Bridging Finite And Superpopulation Inference

This page ports the Chapter 9 “bridging finite and super-population” exercise from ding_ci into the crabbymetrics docs, then turns it into a fuller ablation.

The common point estimator is the treatment coefficient in a fully interacted regression for a randomized experiment with centered covariate adjustment. We compare four interval constructions:

HC2 finite-population: the Eicker-Huber-White variance from the fully interacted regression, treating the realized covariates as fixed.
Closed-form superpopulation: Ding’s correction that adds the interaction-slope term \(\hat{\gamma}^\top \widehat{\Sigma}_W \hat{\gamma} / n\) to the HC2 variance.
Bootstrap superpopulation: a nonparametric row bootstrap that resamples \((Y_i, Z_i, X_i)\) and rebuilds the centered interacted regression inside each bootstrap draw.
Stacked GMM superpopulation: an exactly identified moment system that jointly estimates the treatment effect together with the centering nuisance parameter \(\mu\), then reports the sandwich variance for \(\tau\).

The same reported interval can then be judged against two estimands:

SATE: the realized sample average treatment effect \(n^{-1} \sum_i (Y_i(1) - Y_i(0))\)
PATE: the population average treatment effect \(\mathbb{E}[Y_i(1) - Y_i(0)]\)

The first three procedures use the actual cm.OLS fit for point estimation. The fourth uses the first-class cm.GMM estimator directly. As with the other ablation pages, Quarto caching and freezing are enabled so later site renders reuse the saved outputs.

1 Imports And Helpers

Show code

from html import escape

import matplotlib.pyplot as plt
import numpy as np
from IPython.display import HTML, display

import crabbymetrics as cm

np.set_printoptions(precision=4, suppress=True)


def html_table(headers, rows):
    parts = [
        "<table>",
        "<thead>",
        "<tr>",
        *[f"<th>{escape(str(header))}</th>" for header in headers],
        "</tr>",
        "</thead>",
        "<tbody>",
    ]
    for row in rows:
        parts.append("<tr>")
        for cell in row:
            parts.append(f"<td>{cell}</td>")
        parts.append("</tr>")
    parts.extend(["</tbody>", "</table>"])
    return "".join(parts)


def hc2_covariance(design, residuals):
    xtx_inv = np.linalg.inv(design.T @ design)
    leverage = np.sum(design * (design @ xtx_inv), axis=1)
    scale = residuals**2 / np.clip(1.0 - leverage, 1e-12, None)
    meat = design.T @ (design * scale[:, None])
    return xtx_inv @ meat @ xtx_inv


def bridging_gmm_moments(theta, data):
    x = data["x"]
    z = data["z"]
    y = data["y"]
    p = x.shape[1]

    mu = theta[:p]
    alpha = theta[p]
    tau = theta[p + 1]
    beta = theta[p + 2 : p + 2 + p]
    gamma = theta[p + 2 + p :]

    w = x - mu
    resid = y - alpha - tau * z - w @ beta - (w * z[:, None]) @ gamma
    l = np.column_stack([np.ones(x.shape[0]), z, w, w * z[:, None]])

» DATA EXTRACTS
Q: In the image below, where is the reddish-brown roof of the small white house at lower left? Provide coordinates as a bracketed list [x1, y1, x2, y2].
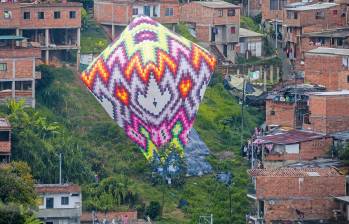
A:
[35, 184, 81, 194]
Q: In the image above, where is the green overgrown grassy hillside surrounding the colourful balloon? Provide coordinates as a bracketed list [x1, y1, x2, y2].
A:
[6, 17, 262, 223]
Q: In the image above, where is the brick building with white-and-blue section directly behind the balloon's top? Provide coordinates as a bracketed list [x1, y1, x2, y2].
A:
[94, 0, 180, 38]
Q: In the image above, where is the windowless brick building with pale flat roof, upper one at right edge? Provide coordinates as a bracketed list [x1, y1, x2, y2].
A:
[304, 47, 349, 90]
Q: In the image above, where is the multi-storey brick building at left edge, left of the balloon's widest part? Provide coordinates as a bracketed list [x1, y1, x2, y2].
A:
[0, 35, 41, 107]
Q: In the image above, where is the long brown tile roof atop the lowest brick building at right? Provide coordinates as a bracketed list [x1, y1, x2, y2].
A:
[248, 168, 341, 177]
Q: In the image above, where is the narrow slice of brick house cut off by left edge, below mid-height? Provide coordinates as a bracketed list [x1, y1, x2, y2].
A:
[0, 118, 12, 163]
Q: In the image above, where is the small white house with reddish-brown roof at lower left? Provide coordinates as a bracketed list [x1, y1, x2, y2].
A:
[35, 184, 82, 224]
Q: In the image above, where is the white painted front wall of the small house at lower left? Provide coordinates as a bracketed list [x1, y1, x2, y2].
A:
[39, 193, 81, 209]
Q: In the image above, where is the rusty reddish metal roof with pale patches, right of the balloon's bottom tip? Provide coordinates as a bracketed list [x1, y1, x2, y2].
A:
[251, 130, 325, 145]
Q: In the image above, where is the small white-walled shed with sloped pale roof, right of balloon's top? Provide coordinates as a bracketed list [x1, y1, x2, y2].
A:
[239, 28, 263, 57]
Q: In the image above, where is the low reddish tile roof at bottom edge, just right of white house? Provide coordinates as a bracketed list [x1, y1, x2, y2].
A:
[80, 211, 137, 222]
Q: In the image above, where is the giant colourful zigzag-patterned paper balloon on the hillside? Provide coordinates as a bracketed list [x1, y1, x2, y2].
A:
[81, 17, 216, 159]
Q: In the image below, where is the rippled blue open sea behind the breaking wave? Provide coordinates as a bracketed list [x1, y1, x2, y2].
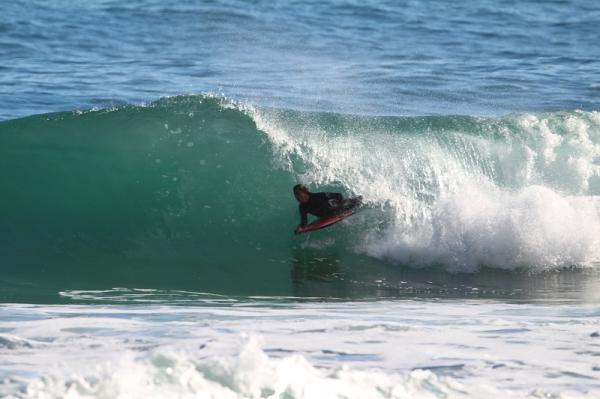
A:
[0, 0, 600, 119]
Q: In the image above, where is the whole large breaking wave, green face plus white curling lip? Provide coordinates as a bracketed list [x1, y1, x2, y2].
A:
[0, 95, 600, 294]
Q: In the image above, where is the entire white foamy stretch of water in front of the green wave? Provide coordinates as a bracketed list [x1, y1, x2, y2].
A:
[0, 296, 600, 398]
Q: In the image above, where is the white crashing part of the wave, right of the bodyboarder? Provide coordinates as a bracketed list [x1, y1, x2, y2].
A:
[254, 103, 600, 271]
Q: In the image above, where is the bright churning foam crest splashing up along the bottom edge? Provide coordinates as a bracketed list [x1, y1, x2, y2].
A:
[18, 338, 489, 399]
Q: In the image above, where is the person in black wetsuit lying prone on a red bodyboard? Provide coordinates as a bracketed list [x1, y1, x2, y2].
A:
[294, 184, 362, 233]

---

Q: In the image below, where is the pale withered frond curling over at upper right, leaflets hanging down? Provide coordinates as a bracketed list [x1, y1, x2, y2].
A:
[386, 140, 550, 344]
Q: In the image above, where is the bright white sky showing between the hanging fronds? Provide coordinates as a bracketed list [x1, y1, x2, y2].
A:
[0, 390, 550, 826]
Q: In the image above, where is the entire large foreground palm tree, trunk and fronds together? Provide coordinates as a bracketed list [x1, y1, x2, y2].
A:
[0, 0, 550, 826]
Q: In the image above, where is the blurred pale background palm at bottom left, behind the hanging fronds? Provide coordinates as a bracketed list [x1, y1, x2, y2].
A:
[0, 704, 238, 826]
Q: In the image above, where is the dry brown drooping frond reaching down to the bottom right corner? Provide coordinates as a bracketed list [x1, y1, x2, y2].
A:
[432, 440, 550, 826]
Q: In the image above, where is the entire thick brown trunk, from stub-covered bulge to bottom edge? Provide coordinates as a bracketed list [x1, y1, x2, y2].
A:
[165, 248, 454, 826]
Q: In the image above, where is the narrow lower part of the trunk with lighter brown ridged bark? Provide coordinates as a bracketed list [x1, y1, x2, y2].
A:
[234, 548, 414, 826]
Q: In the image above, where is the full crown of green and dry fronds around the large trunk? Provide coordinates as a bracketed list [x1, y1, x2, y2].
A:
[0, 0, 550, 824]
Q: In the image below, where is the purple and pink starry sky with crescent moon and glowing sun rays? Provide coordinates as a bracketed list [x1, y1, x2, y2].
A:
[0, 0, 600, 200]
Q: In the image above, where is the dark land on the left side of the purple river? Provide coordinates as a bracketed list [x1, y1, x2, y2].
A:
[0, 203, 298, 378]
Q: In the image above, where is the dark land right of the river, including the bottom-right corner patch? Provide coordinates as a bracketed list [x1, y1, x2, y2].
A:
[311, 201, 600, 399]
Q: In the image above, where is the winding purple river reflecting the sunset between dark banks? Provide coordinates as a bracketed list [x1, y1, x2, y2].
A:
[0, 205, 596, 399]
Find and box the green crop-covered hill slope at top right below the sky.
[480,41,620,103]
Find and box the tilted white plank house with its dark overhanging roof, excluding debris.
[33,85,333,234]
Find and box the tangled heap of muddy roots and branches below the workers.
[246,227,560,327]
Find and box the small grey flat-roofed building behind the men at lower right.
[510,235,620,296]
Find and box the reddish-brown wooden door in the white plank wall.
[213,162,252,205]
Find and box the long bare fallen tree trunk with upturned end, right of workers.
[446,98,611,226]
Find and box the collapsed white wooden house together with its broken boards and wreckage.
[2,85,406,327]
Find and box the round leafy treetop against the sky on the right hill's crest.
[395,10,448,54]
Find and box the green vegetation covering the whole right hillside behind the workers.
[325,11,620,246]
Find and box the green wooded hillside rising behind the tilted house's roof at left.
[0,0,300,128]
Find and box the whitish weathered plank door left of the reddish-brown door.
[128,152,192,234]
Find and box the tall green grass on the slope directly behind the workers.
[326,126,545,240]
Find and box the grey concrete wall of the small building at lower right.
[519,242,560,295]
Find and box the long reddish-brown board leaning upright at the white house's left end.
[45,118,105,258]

* * *

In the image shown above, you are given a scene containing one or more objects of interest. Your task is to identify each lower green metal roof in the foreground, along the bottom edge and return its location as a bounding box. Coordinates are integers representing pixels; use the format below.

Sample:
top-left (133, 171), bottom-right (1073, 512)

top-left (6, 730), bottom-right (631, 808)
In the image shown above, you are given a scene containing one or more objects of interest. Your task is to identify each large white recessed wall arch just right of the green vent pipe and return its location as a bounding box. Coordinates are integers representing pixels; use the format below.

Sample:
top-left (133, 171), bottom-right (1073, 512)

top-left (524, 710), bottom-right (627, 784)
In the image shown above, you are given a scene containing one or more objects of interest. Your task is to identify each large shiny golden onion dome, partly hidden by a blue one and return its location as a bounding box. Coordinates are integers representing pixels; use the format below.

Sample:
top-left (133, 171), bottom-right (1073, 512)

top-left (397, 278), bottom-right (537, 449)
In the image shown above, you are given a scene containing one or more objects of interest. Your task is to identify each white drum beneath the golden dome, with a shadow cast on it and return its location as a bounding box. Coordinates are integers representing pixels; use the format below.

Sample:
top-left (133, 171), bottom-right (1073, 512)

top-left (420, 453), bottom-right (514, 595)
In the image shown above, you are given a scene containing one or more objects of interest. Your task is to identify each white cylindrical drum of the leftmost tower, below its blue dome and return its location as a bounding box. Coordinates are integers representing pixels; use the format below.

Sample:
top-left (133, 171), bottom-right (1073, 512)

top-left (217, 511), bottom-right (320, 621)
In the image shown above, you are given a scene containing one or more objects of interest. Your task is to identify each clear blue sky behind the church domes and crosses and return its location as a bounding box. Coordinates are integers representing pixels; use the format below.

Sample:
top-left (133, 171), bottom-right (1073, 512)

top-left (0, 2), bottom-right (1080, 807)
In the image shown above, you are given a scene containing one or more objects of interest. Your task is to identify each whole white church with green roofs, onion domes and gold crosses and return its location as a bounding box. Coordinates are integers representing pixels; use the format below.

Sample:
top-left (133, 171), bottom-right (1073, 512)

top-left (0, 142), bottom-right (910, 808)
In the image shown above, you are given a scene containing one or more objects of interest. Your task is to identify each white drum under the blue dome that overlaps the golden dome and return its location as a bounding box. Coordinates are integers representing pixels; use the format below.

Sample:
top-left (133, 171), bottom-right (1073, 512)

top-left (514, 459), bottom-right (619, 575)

» PROBLEMS TO SOLVE
a: In the page on bridging finite and superpopulation inference, recast the paragraph that begins "The first three procedures use" as a short bulleted list that keeps its main facts.
b: Carry on the page about bridging finite and superpopulation inference, starting right after its last line of code.

» TASK RESPONSES
a:
- The first three procedures take their point estimates from the actual cm.OLS fit.
- The fourth procedure uses the first-class cm.GMM estimator directly.
- As on the other ablation pages, Quarto caching and freezing are enabled, so later site renders reuse the saved outputs.

b:
    return np.column_stack(
        [
            x - mu,
            l * resid[:, None],
        ]
    )


def fit_tau_from_raw_rows(z, y, x):
    mu = x.mean(axis=0)
    w = x - mu
    interacted_design = np.column_stack([z, w, z[:, None] * w])
    model = cm.OLS()
    model.fit(interacted_design, y)
    return float(np.asarray(model.summary(vcov="hc1")["coef"])[0])


def raw_row_bootstrap_se(z, y, x, n_bootstrap, seed):
    rng = np.random.default_rng(seed)
    n = z.shape[0]
    tau_draws = np.empty(n_bootstrap)
    for draw in range(n_bootstrap):
        idx = rng.integers(0, n, size=n)
        tau_draws[draw] = fit_tau_from_raw_rows(z[idx], y[idx], x[idx])
    return float(tau_draws.std(ddof=1))


def fit_bridging_methods(z, y, x, n_bootstrap=300, bootstrap_seed=0):
    p = x.shape[1]
    mu = x.mean(axis=0)
    w = x - mu

    interacted_design = np.column_stack([z, w, z[:, None] * w])
    ols = cm.OLS()
    ols.fit(interacted_design, y)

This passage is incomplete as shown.